- Work to complete
Reproduce all of the lines below, swapping every instance of "For the benchmark" for "For the evaluation" and leaving everything else unchanged. Omit the pictures from your answer.

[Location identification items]
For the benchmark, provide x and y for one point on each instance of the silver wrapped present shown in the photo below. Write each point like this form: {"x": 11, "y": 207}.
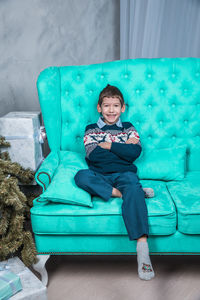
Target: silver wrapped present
{"x": 32, "y": 287}
{"x": 25, "y": 135}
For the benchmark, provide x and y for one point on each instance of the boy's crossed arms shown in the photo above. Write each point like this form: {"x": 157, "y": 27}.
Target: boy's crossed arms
{"x": 107, "y": 145}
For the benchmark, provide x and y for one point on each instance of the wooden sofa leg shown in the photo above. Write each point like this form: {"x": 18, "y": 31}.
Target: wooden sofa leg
{"x": 40, "y": 267}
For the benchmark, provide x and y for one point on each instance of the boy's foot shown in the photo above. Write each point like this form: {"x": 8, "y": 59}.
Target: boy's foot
{"x": 149, "y": 192}
{"x": 145, "y": 269}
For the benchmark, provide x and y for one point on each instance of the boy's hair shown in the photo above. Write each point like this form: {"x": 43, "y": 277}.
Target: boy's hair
{"x": 111, "y": 91}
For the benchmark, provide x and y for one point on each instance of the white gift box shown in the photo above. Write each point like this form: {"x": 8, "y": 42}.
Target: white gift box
{"x": 22, "y": 131}
{"x": 32, "y": 287}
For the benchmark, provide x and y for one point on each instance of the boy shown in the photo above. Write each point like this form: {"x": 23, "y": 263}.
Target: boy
{"x": 111, "y": 147}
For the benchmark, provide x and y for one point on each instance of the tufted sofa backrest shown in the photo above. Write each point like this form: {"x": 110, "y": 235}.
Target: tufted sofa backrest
{"x": 162, "y": 97}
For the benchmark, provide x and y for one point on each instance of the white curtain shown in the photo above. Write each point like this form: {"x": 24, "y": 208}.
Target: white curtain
{"x": 159, "y": 28}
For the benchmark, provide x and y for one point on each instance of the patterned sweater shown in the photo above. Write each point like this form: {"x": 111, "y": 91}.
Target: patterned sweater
{"x": 121, "y": 156}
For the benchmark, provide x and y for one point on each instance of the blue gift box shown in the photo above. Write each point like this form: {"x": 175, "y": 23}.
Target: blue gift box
{"x": 10, "y": 284}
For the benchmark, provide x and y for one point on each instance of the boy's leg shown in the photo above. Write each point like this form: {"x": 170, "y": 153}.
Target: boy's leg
{"x": 134, "y": 209}
{"x": 135, "y": 215}
{"x": 94, "y": 183}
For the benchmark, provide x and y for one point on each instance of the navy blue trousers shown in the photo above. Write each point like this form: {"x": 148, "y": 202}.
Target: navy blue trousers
{"x": 134, "y": 209}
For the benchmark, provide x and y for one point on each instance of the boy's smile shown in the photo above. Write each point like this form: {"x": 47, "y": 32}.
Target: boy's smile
{"x": 111, "y": 109}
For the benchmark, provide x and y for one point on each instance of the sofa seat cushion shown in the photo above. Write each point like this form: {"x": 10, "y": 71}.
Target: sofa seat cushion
{"x": 186, "y": 196}
{"x": 63, "y": 188}
{"x": 104, "y": 217}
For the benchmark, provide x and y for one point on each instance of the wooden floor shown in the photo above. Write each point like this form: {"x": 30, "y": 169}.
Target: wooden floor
{"x": 116, "y": 278}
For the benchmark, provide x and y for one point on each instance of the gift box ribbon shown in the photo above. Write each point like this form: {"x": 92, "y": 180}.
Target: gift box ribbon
{"x": 12, "y": 285}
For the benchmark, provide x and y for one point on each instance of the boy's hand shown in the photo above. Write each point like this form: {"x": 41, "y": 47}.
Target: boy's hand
{"x": 105, "y": 145}
{"x": 132, "y": 141}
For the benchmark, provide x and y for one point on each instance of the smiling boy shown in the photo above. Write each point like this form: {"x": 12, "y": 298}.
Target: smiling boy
{"x": 111, "y": 148}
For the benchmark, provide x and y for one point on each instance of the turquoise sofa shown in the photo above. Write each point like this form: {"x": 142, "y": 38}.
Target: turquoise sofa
{"x": 162, "y": 99}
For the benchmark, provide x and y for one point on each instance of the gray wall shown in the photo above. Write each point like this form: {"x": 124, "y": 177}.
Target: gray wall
{"x": 36, "y": 34}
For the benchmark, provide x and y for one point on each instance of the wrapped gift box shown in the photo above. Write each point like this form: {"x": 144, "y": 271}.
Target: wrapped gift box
{"x": 10, "y": 284}
{"x": 23, "y": 131}
{"x": 32, "y": 287}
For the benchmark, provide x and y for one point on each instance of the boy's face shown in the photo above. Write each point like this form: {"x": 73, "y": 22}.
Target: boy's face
{"x": 111, "y": 109}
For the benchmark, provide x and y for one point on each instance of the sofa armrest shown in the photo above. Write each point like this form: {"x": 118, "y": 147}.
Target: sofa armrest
{"x": 47, "y": 169}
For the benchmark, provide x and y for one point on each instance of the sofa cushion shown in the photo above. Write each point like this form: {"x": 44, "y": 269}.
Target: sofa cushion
{"x": 186, "y": 196}
{"x": 63, "y": 188}
{"x": 162, "y": 164}
{"x": 104, "y": 217}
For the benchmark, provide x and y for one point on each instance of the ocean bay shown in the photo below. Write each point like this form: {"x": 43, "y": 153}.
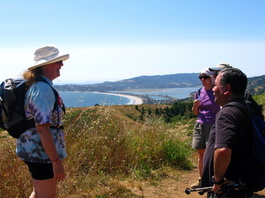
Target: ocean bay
{"x": 86, "y": 99}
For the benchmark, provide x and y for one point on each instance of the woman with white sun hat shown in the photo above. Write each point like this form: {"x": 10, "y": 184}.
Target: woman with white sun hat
{"x": 42, "y": 146}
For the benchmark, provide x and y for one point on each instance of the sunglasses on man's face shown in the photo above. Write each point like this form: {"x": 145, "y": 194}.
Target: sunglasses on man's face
{"x": 204, "y": 77}
{"x": 59, "y": 62}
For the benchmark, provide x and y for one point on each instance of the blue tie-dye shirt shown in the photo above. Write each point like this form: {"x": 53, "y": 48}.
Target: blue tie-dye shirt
{"x": 39, "y": 104}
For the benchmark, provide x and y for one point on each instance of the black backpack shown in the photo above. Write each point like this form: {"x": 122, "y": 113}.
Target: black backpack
{"x": 12, "y": 100}
{"x": 255, "y": 174}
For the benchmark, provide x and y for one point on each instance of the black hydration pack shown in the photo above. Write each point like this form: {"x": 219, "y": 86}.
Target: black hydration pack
{"x": 12, "y": 102}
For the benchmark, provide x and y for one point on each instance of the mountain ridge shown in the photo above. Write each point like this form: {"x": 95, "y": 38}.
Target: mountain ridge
{"x": 256, "y": 85}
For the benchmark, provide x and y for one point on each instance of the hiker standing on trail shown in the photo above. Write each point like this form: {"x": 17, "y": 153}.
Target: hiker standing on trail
{"x": 43, "y": 147}
{"x": 206, "y": 109}
{"x": 228, "y": 151}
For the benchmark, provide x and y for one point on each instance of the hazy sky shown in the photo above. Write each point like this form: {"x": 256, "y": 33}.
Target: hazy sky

- Solution to this problem
For the evaluation, provide x and y for one point on each instance of the silver wrapped present shown in the photo below. Write each point like this form: {"x": 11, "y": 207}.
Target: silver wrapped present
{"x": 32, "y": 287}
{"x": 25, "y": 135}
For the evaluation, provide x and y for one point on each instance of the boy's crossed arms shown in the photo above. Write each point like this form: {"x": 157, "y": 27}.
Target: boy's crossed arms
{"x": 107, "y": 145}
For the evaluation, provide x and y for one point on each instance of the wooden sofa leg shown in the photo above. Write each point like this form: {"x": 18, "y": 31}.
Target: wooden sofa leg
{"x": 40, "y": 267}
For the evaluation, provide x and y for one point on each instance of the boy's foot shown in the photo above. Write each point like this form: {"x": 8, "y": 59}.
Target: boy's foot
{"x": 149, "y": 192}
{"x": 145, "y": 269}
For the evaluation, provide x and y for one point on each instance of the boy's hair shown in the photo above. Write each point like this form: {"x": 43, "y": 277}.
Target: boy's hair
{"x": 111, "y": 91}
For the evaluation, provide x and y for one point on each instance of the white gift box shown in the photo above. Write each point like this form: {"x": 8, "y": 42}.
Target: white gift box
{"x": 22, "y": 131}
{"x": 32, "y": 287}
For the evaluation, provide x and y for one point on each instance of the boy shown in the photo above. Write each point like this form: {"x": 23, "y": 263}.
Target: boy
{"x": 111, "y": 147}
For the evaluation, provide x and y for one point on each instance of the tufted sofa backrest shown in the photo above. Write each point like this form: {"x": 110, "y": 235}.
Target: tufted sofa backrest
{"x": 162, "y": 97}
For the evaluation, provide x and y for one point on each instance of the white curtain shown in the photo above. Write each point like this form: {"x": 24, "y": 208}.
Target: white curtain
{"x": 159, "y": 28}
For the evaluation, provide x and y for one point on each instance of the patterned sweater shown in the photo above. Write each point like this form: {"x": 111, "y": 91}.
Target: patterned sweater
{"x": 121, "y": 156}
For the evaluation, provide x and y for one point on each instance of the blue gift box shown in the photo above. Write each point like this form: {"x": 175, "y": 23}.
Target: blue gift box
{"x": 10, "y": 284}
For the evaluation, provide x and y for one point on each instance of the boy's leg shown in the photo above. Write each point like this form: {"x": 170, "y": 153}.
Target: boy's leg
{"x": 134, "y": 209}
{"x": 135, "y": 215}
{"x": 94, "y": 183}
For the evaluation, provide x and y for one point on each instance of the navy blue trousers shown in the photo above. Write each point like this form: {"x": 148, "y": 202}.
Target: navy blue trousers
{"x": 134, "y": 209}
For the evaluation, provide x and y for one point on each instance of the boy's smile shown in the photo above. Write each point like this form: {"x": 47, "y": 32}.
Target: boy's smile
{"x": 111, "y": 109}
For the evaluation, provide x and y for one point on each instance of the sofa seat cushion shown in the photo above. Write each point like this form: {"x": 10, "y": 71}.
Target: sofa seat cushion
{"x": 186, "y": 196}
{"x": 63, "y": 188}
{"x": 104, "y": 217}
For the evaluation, provide x and y for one point on each instance of the wooden floor shown in the photo above. Write each point like this form: {"x": 30, "y": 169}.
Target: wooden floor
{"x": 116, "y": 278}
For the evaluation, provide x and y for one point on each instance of the gift box ribbon shown in the photo above. Write each point like this form: {"x": 92, "y": 180}.
Target: gift box ribbon
{"x": 12, "y": 285}
For the evaluation, provide x and y for one point on each instance of the boy's hand shown in the photo above. Write each point like this form: {"x": 41, "y": 47}.
Target: boy's hand
{"x": 105, "y": 145}
{"x": 132, "y": 141}
For the evaluation, provide x and y for one point on each instance of the smiling boy shown in the photo above. Write each point like this form: {"x": 12, "y": 298}.
Target: smiling boy
{"x": 111, "y": 148}
For the evaluation, provide x and y for one point on each instance of the turquoise sofa shown in the photo above. Write each point like this form: {"x": 142, "y": 38}.
Target: turquoise sofa
{"x": 162, "y": 99}
For the evaluation, provide x and y for one point on each instance of the gray wall shown in the photo above. Write each point like this form: {"x": 124, "y": 177}.
Target: gray wall
{"x": 36, "y": 34}
For the evaluation, provide x and y for one point on each instance of the wrapped gift box shown in the photo above. Write each point like this form: {"x": 144, "y": 271}.
Target: wrapped gift box
{"x": 10, "y": 284}
{"x": 23, "y": 131}
{"x": 32, "y": 287}
For the evaluation, provide x and y for one point on each instance of the boy's face shown in the photo above. Write each point like this form: {"x": 73, "y": 22}.
Target: boy's face
{"x": 111, "y": 109}
For the evaluation, provide x and y for one point on each instance of the sofa armrest shown in the photo above. Write each point like this form: {"x": 118, "y": 147}.
Target: sofa armrest
{"x": 47, "y": 169}
For the evaluation, provide x and y for one point on each instance of the sofa cushion shown in the photo above. Write each point like this form: {"x": 44, "y": 269}.
Target: sofa cushion
{"x": 186, "y": 196}
{"x": 63, "y": 188}
{"x": 162, "y": 164}
{"x": 104, "y": 217}
For the evaluation, provide x and y for one point on each instance of the ocean bay shown in the photo below. Write each point like this form: {"x": 43, "y": 153}.
Target: ocean bay
{"x": 86, "y": 99}
For the evaluation, provide x and y for one point on each instance of the woman with white sun hat shown in the photo above. Write each point like this form: {"x": 10, "y": 184}.
Target: woman with white sun hat
{"x": 42, "y": 146}
For the evaluation, provide x and y for one point on each instance of the sunglasses on man's face shown in the photo above. Write each point like this form: {"x": 145, "y": 194}.
Target: sunglasses on man's face
{"x": 204, "y": 77}
{"x": 59, "y": 62}
For the evaluation, provide x and y for one point on each instance of the blue tie-dye shirt shown in the photo above. Write each point like this form: {"x": 53, "y": 48}.
Target: blue tie-dye shirt
{"x": 39, "y": 104}
For the evaluation, provide x and y for one point on each instance of the black backpack shown in the photo above. Write each point like this form: {"x": 122, "y": 113}.
Target: black backpack
{"x": 12, "y": 100}
{"x": 255, "y": 174}
For the evaluation, provide x and y for one point on each instance of the black hydration pack shown in the photo above. Write each point like this form: {"x": 219, "y": 86}.
Target: black hydration pack
{"x": 12, "y": 102}
For the evaluation, provide x and y for one point on each instance of the mountain ridge shown in the photo above. Write each point like this form: {"x": 95, "y": 38}.
Target: mountain ridge
{"x": 256, "y": 85}
For the evaluation, provide x and y for one point on each instance of the hiker standing on trail shown in the photo above. Write each point like this form: {"x": 17, "y": 153}.
Target: hiker standing on trail
{"x": 43, "y": 147}
{"x": 206, "y": 109}
{"x": 228, "y": 151}
For the evaluation, provide x and y for one point on each instance of the hazy sky shown in the photo above. Write each point like this form: {"x": 256, "y": 33}.
Target: hazy sky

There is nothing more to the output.